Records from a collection

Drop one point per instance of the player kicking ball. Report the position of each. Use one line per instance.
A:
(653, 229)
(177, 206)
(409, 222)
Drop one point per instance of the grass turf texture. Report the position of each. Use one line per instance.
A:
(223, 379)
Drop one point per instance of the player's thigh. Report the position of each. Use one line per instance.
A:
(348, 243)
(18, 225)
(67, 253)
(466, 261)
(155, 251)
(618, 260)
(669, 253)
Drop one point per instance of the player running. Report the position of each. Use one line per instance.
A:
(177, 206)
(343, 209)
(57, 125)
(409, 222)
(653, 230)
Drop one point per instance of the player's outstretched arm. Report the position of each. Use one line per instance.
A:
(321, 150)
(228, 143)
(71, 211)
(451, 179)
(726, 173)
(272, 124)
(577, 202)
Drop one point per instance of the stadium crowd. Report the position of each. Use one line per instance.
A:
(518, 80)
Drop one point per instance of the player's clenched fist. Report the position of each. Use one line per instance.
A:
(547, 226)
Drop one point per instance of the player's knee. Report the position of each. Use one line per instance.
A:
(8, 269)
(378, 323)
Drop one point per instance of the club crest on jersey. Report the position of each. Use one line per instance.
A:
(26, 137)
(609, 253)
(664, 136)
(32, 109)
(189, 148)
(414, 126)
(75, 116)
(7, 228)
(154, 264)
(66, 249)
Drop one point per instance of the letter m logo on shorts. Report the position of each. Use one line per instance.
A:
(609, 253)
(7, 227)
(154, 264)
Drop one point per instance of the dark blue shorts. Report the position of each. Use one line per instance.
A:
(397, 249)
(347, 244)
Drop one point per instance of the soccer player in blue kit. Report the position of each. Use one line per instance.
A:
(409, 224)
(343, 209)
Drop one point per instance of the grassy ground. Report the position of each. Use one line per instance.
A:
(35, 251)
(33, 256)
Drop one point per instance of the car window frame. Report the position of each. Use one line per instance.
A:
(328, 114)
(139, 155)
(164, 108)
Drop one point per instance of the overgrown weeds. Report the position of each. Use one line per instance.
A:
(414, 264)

◆ WHAT YOU SHOULD DO
Your response must repeat the entries above exactly, in full.

◆ RESULT BELOW
Drop one point per instance of the player kicking ball. Report the position of each. Use one line per instance.
A:
(653, 229)
(177, 206)
(409, 222)
Drop one point per instance of the grass turf texture. Report the position of each. Use one line per instance.
A:
(223, 379)
Drop one point per instance of the player's thigh. Report the position of each. Use one line per instance.
A:
(348, 243)
(18, 225)
(67, 253)
(466, 261)
(155, 251)
(618, 260)
(669, 253)
Drop one point per instance of the player running. Report the position of each. Use one line per instance.
A:
(177, 206)
(343, 209)
(57, 125)
(409, 222)
(653, 230)
Drop one point per instance of the player's outstretched arm. Report the position of each. Use one line per instance.
A:
(321, 150)
(228, 143)
(71, 211)
(451, 179)
(726, 173)
(272, 124)
(577, 202)
Drop one point per instance of the stadium crowd. Report the position of each. Use one line per instance.
A:
(518, 80)
Drop one point per instance of the player's clenched fist. Report the position of each. Use one line per instance.
A:
(547, 226)
Drop one point per instance of the player's knee. Report the position of each. Use one line per instance.
A:
(8, 269)
(378, 323)
Drop one point per instance of the club crest on jersey. Report the position of each. Use one line per instance.
A:
(26, 137)
(609, 253)
(664, 136)
(32, 109)
(189, 148)
(414, 126)
(75, 116)
(7, 228)
(154, 264)
(66, 249)
Drop one point per instance of the letter m logo on shorts. Report the position of each. Use one line per instance.
A:
(609, 253)
(7, 227)
(154, 264)
Drop one point per instance of the dark blue shorts. Report the position of each. Use one line per instance.
A:
(397, 249)
(347, 244)
Drop one point per instance of the soccer player in blue kit. Report the position of each. Use one line per instance.
A:
(409, 224)
(343, 209)
Drop one point per instance of the grassy ground. Report the position of each. Use one line per instance.
A:
(35, 251)
(33, 256)
Drop one point per instance of the car window frame. Report the position of each. Use one line per instance.
A:
(328, 114)
(139, 155)
(164, 108)
Drop one point per instance of the overgrown weeds. Report the position of each. Use one line per instance.
A:
(414, 264)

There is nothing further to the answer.